┌────────
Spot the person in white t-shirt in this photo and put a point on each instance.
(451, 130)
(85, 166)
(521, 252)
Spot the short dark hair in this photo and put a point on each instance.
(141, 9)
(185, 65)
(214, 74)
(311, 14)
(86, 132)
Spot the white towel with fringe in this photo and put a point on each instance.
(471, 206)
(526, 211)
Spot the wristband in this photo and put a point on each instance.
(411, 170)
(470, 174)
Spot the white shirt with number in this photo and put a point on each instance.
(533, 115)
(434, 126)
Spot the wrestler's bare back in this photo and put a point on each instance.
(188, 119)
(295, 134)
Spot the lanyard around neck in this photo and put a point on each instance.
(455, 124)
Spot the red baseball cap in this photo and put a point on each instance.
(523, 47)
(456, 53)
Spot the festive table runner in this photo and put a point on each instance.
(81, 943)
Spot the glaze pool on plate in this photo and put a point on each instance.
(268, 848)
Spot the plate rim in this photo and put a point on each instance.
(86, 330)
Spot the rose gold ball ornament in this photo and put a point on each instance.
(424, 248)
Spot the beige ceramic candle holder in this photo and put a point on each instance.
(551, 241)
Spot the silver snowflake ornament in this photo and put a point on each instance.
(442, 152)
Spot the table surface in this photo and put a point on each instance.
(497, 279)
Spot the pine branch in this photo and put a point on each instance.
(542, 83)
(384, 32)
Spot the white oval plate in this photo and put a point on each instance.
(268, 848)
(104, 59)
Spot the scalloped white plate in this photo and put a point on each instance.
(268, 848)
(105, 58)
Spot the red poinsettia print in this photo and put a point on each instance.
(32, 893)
└────────
Starting from the line that contains "Spot the pine", give again every line to the last line of the data, exactly. Include nothing else.

Spot the pine branch in this photo and put a point on each instance.
(542, 83)
(384, 32)
Spot the white oval plate in this photo and put a point on each instance.
(268, 848)
(104, 59)
Spot the scalloped white plate in this photo and put a point on each instance.
(268, 848)
(105, 58)
Spot the red poinsettia print in this photo and put a point on each instance.
(32, 893)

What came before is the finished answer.